# AUFGABENSTELLUNG:
Führen Sie jede Zeile der folgenden Datensätze auf, in der die Zeichenfolge „sink“ vorkommt. Dabei ist die Groß- und Kleinschreibung zu beachten.

# AUSGANGSMATERIAL:
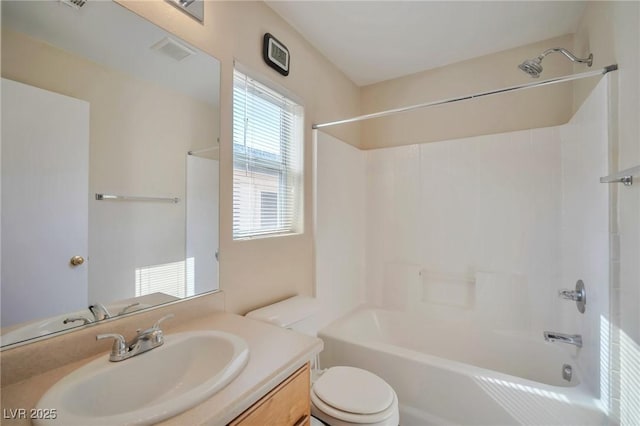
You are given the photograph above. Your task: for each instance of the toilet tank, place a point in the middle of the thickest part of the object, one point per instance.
(297, 313)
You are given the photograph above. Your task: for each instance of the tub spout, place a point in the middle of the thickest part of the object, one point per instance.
(572, 339)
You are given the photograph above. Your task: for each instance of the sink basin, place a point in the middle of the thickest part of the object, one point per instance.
(187, 369)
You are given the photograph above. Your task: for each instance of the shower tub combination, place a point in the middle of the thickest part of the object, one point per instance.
(448, 374)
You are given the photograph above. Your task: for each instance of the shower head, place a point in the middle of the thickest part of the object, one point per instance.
(533, 67)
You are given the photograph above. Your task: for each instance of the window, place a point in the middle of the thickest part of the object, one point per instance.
(267, 161)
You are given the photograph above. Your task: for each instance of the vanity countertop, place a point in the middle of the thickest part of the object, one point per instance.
(274, 354)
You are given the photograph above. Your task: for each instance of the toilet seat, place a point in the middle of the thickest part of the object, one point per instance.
(354, 395)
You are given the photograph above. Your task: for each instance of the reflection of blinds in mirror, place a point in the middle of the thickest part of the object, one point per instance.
(267, 161)
(175, 279)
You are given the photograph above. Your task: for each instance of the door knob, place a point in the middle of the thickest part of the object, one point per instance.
(76, 260)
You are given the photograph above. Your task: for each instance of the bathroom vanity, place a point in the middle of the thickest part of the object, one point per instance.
(273, 385)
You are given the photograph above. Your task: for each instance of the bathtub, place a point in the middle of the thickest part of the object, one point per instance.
(453, 375)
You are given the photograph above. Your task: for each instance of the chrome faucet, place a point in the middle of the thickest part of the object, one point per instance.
(572, 339)
(99, 311)
(84, 320)
(144, 341)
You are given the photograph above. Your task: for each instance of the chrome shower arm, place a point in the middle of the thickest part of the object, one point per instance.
(571, 56)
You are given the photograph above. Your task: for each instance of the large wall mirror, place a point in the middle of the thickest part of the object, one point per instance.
(109, 155)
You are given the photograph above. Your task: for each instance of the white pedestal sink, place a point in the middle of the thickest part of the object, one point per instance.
(187, 369)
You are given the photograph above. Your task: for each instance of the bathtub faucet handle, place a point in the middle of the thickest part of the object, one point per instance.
(579, 295)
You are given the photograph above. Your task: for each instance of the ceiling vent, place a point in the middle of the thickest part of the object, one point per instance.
(173, 49)
(76, 4)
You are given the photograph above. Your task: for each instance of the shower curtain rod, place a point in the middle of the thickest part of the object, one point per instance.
(473, 96)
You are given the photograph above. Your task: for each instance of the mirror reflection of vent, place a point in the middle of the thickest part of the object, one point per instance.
(173, 49)
(76, 4)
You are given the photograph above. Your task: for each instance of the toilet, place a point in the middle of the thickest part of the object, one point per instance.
(340, 396)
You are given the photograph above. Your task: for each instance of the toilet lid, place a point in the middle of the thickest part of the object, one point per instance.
(353, 390)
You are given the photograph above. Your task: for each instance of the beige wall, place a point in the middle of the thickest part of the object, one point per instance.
(256, 272)
(611, 30)
(139, 136)
(542, 107)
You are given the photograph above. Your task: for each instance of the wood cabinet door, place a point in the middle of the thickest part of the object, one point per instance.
(286, 405)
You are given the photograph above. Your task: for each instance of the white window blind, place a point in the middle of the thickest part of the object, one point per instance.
(267, 161)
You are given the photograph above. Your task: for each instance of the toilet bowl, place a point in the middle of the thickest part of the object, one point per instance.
(340, 396)
(344, 396)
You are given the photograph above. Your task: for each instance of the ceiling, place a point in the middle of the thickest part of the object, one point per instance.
(373, 41)
(109, 34)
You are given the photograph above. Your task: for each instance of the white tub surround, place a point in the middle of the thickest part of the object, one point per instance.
(445, 374)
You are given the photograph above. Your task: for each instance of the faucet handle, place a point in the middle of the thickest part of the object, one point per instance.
(119, 347)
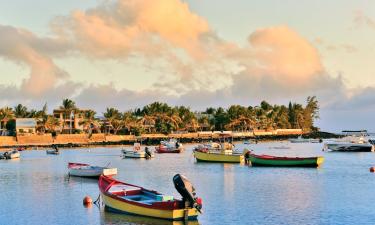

# LÖSUNG:
You are given the photograph above. Your task: for each instance of the sink basin, place a point in the middle of the thickest part of the object, one point per instance.
You are given the photograph above. Your task: for each instance of the white pedestal sink, place a point in the middle of the thickest part of the object, one point per instance.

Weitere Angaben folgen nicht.